Instructions to follow:
Can you extract all of the records below and reproduce every line verbatim?

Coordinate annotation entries
··········
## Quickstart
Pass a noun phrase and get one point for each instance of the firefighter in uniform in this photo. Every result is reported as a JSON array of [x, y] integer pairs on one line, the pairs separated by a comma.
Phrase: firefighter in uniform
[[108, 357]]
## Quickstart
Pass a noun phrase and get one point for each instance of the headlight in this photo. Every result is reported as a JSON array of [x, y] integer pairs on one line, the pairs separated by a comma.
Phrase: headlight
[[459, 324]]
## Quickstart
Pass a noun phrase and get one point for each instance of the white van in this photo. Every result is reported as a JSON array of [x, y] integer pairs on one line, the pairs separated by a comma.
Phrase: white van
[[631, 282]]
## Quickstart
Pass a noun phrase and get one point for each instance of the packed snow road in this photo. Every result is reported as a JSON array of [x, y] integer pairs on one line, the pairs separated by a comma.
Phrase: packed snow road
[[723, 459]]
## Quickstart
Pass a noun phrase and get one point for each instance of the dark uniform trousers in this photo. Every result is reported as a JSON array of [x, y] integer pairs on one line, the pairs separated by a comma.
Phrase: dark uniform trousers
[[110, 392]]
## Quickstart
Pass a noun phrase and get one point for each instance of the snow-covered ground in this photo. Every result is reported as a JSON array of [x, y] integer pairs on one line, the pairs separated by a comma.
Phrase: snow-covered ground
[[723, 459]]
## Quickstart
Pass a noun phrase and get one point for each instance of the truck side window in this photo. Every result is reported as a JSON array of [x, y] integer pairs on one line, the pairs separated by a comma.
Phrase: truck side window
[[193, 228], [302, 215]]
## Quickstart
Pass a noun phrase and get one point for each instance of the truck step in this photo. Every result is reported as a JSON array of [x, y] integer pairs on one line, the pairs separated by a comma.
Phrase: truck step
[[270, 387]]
··········
Solution below:
## Quickstart
Pass a noun phrase and get one point for each instance of the firefighter in uniform in this photo. Every result is reported as a JSON array of [x, y] integer pairs on one line, the pairs separated by a comma.
Phrase: firefighter in uniform
[[108, 357]]
## Quickstart
Pass a noun phrase and get one point for each instance of the headlight in this photo. Every result is reported as a JSON array of [x, y] integer pairs on one line, the pairs separated by a comma.
Phrase: headlight
[[459, 324]]
## Quickstart
Pass a noun phrase and get one point for each instance of the white van in this photo. Every result is reported as a JSON array of [x, y] integer pairs on one line, the pairs separated by a comma.
Phrase: white van
[[631, 282]]
## Quickstart
Pass a noun phrase and get one point for each instance of the packed snow road in this photo. Every result is reported as a JSON array of [x, y] integer pairs on one line, the pairs separated by a comma.
Phrase: packed snow road
[[723, 459]]
## Quickstart
Pass a noun phrase and get one point for each instance of the dark uniform trousers in this photo. Every result is reported as a JSON array of [x, y] integer pairs on one line, the pairs separated by a comma.
Phrase: dark uniform trousers
[[110, 392]]
## Quickstart
Pass a noun phrase and get one point for each instance of the snow-covered ground in this photo. Every result is reported as a JSON array of [x, y] integer pairs on one line, the pairs separated by a comma.
Phrase: snow-covered ground
[[723, 459]]
## Quickstart
Pass a noun phrase and get one point for each instance of the truck side window in this photo. Every result is reported as a JSON array of [x, y] integer pairs on one line, the pairs separated by a comma.
Phrase: truck side window
[[193, 228], [302, 215]]
## Quickstart
Pass a noun phrase and get one point for each instance of the truck step in this photo. Every result is reported as a JSON array of [x, y] integer pairs on one line, the pairs separated by a comma.
Phrase: truck step
[[270, 387]]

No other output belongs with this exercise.